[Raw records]
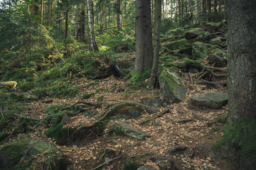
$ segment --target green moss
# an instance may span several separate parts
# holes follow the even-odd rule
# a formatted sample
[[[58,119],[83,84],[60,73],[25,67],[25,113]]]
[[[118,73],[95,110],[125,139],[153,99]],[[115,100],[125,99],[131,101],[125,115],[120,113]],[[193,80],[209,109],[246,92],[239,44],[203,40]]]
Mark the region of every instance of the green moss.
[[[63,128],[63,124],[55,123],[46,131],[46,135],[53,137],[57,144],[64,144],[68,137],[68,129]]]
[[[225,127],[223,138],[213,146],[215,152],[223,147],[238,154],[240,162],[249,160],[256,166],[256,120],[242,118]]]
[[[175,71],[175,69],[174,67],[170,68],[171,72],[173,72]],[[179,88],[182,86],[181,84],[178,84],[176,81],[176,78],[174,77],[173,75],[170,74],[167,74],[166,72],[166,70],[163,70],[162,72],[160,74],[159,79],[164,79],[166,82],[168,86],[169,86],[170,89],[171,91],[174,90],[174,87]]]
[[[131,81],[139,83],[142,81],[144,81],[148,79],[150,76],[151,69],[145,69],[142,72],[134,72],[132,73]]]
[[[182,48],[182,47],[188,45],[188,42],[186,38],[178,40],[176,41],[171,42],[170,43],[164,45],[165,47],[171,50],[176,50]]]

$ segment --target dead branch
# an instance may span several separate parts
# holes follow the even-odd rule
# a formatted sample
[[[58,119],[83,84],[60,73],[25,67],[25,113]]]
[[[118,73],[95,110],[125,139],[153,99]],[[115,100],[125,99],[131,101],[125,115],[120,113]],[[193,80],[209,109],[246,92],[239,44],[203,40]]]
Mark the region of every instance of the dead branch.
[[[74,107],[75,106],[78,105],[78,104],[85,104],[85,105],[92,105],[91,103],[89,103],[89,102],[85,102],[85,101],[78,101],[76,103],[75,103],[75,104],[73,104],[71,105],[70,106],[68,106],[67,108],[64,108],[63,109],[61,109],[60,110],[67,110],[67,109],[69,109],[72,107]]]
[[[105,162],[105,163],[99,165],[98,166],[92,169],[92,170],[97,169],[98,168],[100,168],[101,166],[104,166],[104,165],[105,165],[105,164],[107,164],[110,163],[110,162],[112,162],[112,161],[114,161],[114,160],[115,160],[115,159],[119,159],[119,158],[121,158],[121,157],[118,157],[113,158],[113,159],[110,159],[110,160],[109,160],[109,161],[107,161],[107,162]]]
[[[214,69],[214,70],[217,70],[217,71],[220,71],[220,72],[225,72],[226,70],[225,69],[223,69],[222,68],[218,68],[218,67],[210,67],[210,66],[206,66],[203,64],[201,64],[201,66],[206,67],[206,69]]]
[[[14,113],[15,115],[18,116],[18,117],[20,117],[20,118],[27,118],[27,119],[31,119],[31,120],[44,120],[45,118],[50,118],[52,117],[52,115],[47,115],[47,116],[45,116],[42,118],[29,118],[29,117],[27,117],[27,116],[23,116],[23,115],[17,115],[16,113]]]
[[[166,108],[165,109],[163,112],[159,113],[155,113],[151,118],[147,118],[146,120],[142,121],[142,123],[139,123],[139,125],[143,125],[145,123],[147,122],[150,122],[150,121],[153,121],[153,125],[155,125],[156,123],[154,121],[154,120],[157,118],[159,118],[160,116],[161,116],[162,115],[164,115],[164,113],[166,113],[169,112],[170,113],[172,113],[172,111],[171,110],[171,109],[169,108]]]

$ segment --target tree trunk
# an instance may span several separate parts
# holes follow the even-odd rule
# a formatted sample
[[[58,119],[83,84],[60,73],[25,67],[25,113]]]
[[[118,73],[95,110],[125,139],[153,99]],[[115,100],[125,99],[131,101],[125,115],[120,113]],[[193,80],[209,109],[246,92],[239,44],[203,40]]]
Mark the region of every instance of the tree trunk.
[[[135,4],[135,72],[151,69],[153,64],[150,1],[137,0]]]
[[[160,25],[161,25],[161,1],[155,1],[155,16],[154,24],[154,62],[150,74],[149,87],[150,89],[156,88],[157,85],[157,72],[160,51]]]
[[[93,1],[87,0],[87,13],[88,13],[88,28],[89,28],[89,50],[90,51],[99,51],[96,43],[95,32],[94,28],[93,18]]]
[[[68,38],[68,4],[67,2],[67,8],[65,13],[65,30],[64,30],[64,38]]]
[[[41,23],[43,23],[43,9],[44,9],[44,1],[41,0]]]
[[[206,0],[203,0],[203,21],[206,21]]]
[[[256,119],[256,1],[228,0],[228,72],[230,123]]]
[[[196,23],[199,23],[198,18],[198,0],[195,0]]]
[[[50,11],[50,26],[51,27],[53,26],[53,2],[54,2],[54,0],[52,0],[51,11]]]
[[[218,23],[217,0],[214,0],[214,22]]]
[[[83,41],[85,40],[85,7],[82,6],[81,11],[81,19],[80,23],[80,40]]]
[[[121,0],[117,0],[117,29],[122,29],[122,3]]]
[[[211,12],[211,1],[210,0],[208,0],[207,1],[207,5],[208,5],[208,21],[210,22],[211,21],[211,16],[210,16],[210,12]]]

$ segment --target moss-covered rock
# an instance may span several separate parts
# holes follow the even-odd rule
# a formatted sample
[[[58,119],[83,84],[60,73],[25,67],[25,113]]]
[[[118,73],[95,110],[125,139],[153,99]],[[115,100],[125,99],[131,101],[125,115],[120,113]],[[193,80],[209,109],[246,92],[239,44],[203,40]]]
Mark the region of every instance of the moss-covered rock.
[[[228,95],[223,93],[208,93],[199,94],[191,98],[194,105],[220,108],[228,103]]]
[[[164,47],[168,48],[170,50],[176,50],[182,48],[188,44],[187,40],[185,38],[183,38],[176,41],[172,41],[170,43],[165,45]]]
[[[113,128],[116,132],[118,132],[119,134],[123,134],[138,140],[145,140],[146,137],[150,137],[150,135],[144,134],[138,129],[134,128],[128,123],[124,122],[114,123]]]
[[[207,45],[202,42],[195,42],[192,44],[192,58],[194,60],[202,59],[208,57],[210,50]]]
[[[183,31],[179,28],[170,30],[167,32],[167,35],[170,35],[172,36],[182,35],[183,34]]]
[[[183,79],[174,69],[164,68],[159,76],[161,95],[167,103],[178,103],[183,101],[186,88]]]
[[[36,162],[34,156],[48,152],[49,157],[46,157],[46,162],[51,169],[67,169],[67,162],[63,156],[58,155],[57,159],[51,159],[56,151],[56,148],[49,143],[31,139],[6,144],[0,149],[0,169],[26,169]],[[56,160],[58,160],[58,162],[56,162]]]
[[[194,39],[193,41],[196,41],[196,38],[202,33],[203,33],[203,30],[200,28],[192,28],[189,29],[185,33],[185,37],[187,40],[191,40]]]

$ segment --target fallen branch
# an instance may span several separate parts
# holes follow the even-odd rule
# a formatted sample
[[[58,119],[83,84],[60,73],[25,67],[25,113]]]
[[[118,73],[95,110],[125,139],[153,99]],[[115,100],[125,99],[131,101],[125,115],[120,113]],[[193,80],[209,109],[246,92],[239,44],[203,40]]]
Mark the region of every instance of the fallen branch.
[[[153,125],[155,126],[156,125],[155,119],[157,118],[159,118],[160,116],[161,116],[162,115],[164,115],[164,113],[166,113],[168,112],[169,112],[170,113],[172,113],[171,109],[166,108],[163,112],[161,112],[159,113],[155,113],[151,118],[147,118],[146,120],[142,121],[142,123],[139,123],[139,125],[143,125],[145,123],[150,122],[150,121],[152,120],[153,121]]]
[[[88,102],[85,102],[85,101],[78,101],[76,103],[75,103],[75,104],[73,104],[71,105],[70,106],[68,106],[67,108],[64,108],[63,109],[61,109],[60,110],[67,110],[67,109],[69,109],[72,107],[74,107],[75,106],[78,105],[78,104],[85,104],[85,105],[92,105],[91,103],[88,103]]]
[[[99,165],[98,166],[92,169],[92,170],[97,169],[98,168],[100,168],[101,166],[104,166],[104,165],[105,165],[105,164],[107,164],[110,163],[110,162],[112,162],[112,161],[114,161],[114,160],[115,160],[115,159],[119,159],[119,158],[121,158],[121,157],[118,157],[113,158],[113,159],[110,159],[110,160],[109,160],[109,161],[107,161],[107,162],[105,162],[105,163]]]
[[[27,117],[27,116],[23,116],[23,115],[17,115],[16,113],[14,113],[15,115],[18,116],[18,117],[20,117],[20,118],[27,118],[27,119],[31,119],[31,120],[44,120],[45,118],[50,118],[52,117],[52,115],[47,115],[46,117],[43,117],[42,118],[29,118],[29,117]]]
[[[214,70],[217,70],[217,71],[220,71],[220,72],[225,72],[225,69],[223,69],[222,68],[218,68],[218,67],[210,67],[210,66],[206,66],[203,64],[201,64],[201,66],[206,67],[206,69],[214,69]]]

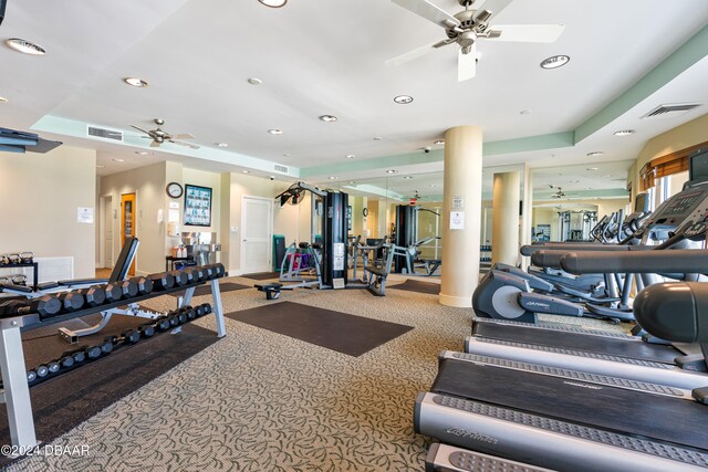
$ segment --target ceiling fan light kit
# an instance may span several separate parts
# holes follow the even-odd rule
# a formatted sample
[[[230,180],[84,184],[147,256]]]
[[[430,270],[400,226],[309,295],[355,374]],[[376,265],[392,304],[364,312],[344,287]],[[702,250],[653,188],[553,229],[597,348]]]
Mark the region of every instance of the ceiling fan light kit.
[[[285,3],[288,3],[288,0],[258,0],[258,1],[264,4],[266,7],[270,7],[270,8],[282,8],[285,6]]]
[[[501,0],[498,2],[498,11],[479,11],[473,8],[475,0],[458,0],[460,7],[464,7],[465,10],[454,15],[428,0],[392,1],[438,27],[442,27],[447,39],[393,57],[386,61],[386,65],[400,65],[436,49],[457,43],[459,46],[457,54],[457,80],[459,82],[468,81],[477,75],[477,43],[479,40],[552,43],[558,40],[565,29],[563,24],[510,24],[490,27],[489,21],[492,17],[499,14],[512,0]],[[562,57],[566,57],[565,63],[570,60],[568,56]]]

--

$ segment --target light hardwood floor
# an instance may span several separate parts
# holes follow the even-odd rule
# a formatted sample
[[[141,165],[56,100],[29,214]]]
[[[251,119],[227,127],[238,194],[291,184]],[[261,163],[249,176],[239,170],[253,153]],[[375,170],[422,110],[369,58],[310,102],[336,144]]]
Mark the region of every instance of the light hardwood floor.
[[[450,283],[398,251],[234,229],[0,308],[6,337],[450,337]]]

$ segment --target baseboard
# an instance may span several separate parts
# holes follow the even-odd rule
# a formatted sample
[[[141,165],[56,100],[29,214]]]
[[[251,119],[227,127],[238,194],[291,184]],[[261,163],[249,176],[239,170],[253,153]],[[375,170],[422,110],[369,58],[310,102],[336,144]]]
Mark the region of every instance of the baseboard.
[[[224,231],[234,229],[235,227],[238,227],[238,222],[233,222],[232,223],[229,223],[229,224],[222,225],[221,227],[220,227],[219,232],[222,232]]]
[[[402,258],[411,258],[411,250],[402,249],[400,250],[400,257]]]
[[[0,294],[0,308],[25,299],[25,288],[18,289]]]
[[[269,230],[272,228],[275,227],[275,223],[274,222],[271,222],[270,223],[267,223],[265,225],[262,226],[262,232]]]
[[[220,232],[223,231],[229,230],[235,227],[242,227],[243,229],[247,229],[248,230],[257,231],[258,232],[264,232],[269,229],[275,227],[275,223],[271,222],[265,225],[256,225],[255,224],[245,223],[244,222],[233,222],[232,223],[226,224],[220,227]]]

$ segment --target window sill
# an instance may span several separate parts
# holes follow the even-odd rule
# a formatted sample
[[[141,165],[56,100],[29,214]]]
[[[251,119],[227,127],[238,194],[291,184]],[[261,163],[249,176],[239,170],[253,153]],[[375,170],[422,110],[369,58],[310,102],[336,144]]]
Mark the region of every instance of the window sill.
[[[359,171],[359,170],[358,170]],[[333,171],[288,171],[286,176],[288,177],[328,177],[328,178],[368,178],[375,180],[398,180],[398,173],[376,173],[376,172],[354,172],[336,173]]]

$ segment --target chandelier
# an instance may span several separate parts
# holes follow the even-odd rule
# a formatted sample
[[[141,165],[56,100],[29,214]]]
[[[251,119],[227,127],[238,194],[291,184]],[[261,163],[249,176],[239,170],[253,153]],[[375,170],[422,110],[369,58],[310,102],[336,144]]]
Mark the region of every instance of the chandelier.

* * *

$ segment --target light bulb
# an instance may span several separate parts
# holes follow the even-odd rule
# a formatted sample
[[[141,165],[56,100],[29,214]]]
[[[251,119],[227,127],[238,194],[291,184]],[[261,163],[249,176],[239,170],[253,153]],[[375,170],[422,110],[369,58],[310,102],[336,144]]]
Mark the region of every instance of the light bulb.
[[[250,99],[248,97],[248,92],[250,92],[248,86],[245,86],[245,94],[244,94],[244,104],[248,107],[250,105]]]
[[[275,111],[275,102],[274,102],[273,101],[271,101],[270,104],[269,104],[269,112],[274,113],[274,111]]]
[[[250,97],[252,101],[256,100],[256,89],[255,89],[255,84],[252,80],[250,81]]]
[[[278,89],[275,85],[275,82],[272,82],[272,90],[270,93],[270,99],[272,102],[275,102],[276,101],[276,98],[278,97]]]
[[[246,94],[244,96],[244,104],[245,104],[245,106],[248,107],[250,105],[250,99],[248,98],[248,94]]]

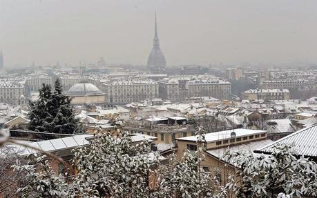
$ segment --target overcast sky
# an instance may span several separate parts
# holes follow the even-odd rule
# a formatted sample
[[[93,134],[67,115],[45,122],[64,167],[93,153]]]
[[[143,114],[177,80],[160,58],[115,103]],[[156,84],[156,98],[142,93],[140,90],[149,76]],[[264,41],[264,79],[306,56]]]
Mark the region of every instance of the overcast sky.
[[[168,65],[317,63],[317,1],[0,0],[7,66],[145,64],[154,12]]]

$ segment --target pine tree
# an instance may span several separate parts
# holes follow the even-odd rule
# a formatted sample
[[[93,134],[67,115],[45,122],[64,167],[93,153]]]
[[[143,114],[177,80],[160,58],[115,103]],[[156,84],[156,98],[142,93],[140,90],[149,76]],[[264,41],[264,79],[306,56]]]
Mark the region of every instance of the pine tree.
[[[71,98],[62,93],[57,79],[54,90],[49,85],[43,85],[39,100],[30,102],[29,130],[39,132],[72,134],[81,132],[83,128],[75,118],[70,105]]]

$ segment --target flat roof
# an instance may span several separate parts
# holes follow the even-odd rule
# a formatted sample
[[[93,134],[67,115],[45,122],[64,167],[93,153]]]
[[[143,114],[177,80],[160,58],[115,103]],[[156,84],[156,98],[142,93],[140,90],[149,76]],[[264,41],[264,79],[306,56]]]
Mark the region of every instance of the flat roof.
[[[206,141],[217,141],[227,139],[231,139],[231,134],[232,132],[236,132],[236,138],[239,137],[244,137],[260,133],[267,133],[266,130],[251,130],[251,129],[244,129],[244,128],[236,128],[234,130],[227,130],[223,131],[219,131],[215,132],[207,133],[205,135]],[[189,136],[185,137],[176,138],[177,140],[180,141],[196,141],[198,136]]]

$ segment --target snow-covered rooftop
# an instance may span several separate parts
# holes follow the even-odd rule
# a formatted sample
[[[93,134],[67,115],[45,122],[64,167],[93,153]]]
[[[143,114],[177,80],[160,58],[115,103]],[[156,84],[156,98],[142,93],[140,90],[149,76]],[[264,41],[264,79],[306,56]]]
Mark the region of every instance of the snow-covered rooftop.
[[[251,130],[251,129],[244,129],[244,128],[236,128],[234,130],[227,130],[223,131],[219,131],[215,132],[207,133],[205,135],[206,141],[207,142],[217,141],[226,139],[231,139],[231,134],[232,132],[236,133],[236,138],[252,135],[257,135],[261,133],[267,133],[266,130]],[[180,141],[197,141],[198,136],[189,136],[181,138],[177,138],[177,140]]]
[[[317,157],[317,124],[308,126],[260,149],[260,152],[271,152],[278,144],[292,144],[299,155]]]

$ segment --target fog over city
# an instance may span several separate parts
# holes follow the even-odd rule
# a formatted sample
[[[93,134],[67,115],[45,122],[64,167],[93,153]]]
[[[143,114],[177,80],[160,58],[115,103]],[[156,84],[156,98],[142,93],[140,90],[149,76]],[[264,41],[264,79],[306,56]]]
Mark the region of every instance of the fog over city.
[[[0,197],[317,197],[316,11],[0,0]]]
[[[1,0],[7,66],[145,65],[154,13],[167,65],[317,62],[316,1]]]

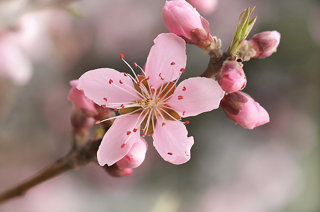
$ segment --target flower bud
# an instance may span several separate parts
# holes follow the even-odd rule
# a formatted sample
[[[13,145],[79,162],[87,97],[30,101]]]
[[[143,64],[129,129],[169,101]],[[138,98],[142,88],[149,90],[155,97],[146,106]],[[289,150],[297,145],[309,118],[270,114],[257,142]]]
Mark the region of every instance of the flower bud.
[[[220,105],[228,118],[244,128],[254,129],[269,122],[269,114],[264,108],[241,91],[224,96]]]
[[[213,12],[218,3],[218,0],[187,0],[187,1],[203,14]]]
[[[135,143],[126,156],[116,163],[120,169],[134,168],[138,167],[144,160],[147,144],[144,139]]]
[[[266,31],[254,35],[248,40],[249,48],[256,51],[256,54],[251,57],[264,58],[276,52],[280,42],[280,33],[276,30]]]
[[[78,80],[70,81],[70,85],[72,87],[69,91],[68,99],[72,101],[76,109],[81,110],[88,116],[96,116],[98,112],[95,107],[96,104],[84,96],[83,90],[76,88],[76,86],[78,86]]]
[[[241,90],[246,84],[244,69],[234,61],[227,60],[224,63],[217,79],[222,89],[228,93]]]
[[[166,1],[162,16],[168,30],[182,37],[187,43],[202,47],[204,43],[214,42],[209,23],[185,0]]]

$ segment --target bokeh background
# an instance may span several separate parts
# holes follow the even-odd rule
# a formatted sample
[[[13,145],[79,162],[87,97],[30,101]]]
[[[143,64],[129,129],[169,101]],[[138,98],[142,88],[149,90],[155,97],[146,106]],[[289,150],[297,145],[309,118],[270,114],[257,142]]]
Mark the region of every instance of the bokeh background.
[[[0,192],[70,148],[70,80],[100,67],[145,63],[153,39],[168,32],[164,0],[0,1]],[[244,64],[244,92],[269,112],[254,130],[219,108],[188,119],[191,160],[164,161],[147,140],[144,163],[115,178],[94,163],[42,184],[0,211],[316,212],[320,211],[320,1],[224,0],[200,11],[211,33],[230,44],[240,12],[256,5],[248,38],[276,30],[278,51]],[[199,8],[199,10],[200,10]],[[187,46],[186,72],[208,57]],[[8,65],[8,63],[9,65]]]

= Task requirements =
Please repeat the part of the listing that opens with the line containing "--target moss-covered rock" and closes with the line containing "Mark the region of every instance of the moss-covered", including both of those lines.

= Expected answer =
$ segment --target moss-covered rock
# an instance may span several separate parts
# holes follow the even-odd rule
# a formatted sample
[[[58,119],[83,84],[60,73],[25,67],[25,113]]]
[[[118,73],[95,110],[125,139],[153,99]],[[115,100],[125,99],[131,101],[125,115],[120,113]],[[193,80],[209,109],[246,92],[239,44],[203,40]]]
Mark the region of every instance of the moss-covered rock.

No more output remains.